(SUPPLIED INFORMATION Opens)

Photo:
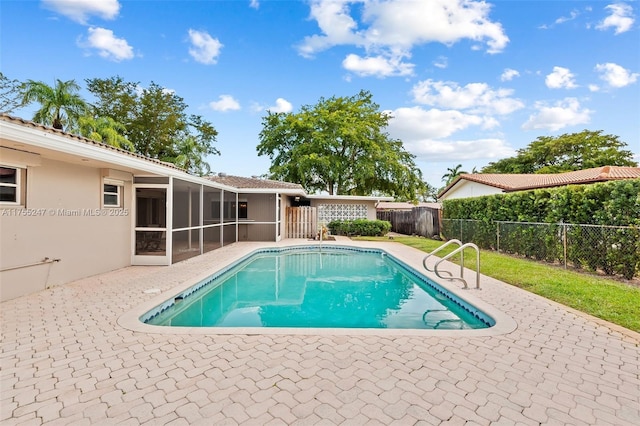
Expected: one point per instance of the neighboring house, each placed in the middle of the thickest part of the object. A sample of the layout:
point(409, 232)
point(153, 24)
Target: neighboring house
point(404, 206)
point(476, 185)
point(71, 207)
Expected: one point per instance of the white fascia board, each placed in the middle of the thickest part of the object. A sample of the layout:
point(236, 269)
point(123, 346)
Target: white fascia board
point(47, 140)
point(291, 192)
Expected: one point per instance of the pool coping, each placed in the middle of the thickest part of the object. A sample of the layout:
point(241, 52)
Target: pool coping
point(410, 256)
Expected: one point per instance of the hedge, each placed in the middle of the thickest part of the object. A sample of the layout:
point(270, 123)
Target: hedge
point(362, 227)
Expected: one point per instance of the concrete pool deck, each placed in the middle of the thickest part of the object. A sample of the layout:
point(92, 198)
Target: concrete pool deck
point(72, 355)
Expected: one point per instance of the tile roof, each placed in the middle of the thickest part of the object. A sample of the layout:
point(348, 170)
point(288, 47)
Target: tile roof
point(253, 183)
point(520, 182)
point(27, 123)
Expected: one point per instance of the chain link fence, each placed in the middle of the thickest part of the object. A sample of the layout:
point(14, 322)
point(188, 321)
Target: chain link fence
point(613, 250)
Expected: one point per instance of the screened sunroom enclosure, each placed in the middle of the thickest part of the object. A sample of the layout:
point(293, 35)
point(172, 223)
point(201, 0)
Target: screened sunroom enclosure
point(175, 219)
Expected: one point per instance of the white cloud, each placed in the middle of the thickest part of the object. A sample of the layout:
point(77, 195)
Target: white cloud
point(476, 97)
point(573, 15)
point(423, 133)
point(418, 123)
point(621, 18)
point(390, 29)
point(508, 74)
point(460, 150)
point(560, 78)
point(282, 105)
point(378, 66)
point(80, 10)
point(108, 45)
point(204, 48)
point(225, 103)
point(567, 112)
point(615, 75)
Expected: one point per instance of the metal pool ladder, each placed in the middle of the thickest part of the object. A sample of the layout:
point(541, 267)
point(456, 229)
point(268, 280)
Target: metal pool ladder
point(449, 275)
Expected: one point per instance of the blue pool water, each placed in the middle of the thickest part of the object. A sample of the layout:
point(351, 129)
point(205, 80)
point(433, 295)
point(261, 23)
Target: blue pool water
point(319, 287)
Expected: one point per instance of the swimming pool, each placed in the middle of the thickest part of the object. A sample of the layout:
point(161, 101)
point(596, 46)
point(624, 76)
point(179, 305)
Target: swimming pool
point(318, 287)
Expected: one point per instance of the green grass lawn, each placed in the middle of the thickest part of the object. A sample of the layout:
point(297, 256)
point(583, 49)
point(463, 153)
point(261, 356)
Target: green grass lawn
point(601, 297)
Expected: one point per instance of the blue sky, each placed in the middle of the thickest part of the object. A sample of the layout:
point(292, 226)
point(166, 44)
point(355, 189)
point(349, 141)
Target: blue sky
point(466, 82)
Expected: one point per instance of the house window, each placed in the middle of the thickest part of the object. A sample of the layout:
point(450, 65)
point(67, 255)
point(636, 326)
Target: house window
point(112, 193)
point(10, 185)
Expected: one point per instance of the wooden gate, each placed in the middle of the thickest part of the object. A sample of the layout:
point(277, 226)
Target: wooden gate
point(302, 222)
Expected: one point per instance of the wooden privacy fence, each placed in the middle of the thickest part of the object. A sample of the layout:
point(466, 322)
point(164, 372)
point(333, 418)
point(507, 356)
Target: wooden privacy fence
point(301, 222)
point(424, 221)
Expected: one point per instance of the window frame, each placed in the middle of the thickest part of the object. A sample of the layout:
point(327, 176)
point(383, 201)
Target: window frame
point(18, 185)
point(243, 210)
point(119, 190)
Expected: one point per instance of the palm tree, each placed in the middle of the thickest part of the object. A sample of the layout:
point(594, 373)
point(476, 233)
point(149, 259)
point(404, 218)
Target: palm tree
point(61, 106)
point(105, 130)
point(452, 174)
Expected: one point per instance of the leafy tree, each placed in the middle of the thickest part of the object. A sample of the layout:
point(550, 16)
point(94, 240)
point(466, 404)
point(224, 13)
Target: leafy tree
point(156, 122)
point(106, 130)
point(568, 152)
point(429, 193)
point(452, 173)
point(189, 157)
point(339, 146)
point(61, 105)
point(10, 96)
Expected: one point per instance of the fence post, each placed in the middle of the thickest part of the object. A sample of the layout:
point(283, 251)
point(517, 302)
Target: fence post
point(564, 243)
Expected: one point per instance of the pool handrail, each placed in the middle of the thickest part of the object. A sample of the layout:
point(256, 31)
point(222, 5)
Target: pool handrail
point(452, 241)
point(460, 250)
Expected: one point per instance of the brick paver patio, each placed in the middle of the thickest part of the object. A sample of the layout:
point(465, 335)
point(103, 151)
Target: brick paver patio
point(68, 357)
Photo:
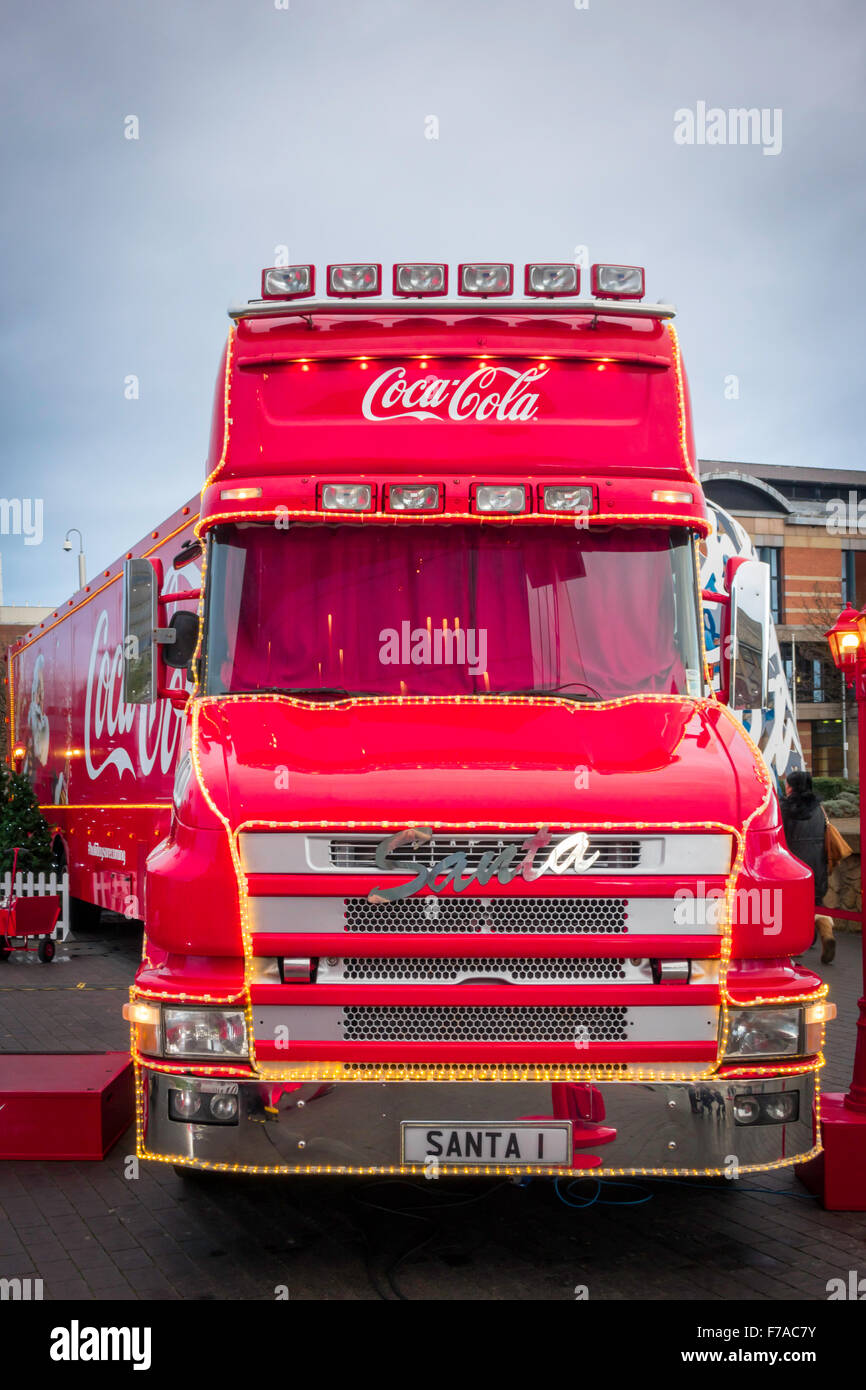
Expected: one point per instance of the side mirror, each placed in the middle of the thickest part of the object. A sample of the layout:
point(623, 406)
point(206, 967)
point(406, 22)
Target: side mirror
point(748, 585)
point(185, 627)
point(191, 551)
point(139, 674)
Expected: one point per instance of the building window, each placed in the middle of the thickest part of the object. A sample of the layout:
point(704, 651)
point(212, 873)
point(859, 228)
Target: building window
point(818, 683)
point(848, 578)
point(772, 555)
point(827, 759)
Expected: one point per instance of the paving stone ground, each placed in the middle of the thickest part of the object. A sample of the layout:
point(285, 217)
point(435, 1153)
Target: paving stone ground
point(89, 1233)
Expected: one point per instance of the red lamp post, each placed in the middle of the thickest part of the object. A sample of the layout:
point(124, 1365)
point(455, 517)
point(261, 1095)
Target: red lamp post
point(838, 1175)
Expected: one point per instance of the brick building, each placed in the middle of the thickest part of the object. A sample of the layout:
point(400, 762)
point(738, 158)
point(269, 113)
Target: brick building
point(805, 523)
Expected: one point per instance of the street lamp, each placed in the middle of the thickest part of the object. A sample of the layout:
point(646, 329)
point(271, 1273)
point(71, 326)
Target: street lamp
point(838, 1175)
point(67, 545)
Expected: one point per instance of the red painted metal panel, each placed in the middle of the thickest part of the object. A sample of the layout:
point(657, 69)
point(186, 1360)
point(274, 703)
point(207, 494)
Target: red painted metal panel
point(483, 944)
point(488, 1054)
point(448, 995)
point(64, 1105)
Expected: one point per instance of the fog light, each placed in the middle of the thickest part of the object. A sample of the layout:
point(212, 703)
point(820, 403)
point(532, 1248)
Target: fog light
point(484, 278)
point(559, 278)
point(413, 498)
point(355, 280)
point(745, 1109)
point(420, 278)
point(346, 496)
point(224, 1108)
point(182, 1105)
point(288, 282)
point(489, 498)
point(567, 499)
point(781, 1107)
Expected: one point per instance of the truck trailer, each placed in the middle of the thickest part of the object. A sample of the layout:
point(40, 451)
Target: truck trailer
point(453, 851)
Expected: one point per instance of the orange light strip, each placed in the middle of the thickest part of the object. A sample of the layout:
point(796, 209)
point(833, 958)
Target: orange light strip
point(587, 519)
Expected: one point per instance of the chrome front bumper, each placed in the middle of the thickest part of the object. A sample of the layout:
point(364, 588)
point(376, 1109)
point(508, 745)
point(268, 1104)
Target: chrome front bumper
point(348, 1127)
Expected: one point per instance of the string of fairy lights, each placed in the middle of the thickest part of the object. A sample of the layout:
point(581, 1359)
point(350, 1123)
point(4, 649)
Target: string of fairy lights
point(366, 1072)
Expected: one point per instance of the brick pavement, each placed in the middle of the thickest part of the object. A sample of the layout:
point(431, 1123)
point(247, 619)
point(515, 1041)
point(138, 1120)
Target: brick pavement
point(91, 1233)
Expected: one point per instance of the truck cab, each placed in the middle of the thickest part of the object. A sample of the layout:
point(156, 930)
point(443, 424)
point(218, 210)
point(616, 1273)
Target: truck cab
point(471, 866)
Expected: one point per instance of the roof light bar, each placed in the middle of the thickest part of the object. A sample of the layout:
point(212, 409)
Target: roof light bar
point(288, 282)
point(569, 498)
point(617, 281)
point(551, 280)
point(494, 496)
point(352, 280)
point(414, 496)
point(420, 278)
point(485, 278)
point(346, 496)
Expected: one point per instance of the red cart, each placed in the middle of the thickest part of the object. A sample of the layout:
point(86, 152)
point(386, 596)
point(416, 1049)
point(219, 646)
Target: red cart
point(28, 919)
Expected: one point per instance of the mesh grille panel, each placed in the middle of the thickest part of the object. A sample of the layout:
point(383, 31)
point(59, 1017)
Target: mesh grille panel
point(441, 969)
point(359, 854)
point(469, 1023)
point(513, 915)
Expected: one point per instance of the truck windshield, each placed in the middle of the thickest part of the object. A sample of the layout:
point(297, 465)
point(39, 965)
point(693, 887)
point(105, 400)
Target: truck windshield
point(441, 609)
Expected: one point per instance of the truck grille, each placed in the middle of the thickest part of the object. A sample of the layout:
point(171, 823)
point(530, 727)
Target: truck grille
point(448, 969)
point(513, 915)
point(357, 854)
point(407, 1023)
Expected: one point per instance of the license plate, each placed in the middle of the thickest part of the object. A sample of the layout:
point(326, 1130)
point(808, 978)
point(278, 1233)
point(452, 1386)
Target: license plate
point(495, 1143)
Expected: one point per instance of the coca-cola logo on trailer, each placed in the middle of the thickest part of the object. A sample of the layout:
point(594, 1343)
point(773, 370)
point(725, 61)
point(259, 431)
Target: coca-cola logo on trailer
point(489, 394)
point(109, 719)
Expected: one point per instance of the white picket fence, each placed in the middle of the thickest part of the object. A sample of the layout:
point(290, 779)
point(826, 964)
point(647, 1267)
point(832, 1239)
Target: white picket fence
point(38, 886)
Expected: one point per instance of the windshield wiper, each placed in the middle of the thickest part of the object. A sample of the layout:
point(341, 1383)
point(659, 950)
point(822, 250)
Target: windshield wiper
point(305, 691)
point(555, 690)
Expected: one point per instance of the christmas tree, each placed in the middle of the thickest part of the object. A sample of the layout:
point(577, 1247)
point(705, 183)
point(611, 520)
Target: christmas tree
point(22, 826)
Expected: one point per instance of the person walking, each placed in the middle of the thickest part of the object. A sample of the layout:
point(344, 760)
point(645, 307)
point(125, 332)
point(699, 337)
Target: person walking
point(805, 824)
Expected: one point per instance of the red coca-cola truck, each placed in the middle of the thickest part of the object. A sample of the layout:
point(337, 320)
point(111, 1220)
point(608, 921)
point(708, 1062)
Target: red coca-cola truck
point(402, 741)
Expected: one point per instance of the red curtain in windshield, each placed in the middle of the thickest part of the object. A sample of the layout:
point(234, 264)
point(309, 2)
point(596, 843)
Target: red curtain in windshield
point(445, 609)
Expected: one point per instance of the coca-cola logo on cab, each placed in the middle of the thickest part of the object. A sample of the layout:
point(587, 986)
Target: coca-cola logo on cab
point(492, 392)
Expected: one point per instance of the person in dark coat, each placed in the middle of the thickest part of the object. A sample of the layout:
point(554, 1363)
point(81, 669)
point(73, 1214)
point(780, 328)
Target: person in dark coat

(SUPPLIED INFORMATION Closes)

PROBLEM DETAILS:
From the entries above, select each line containing the string "dark".

OUTPUT OF THE TASK:
Expected: one point per instance of the person in dark coat, each placed in the middle of the thickest part of the object. A sample of the layout:
Target: person in dark coat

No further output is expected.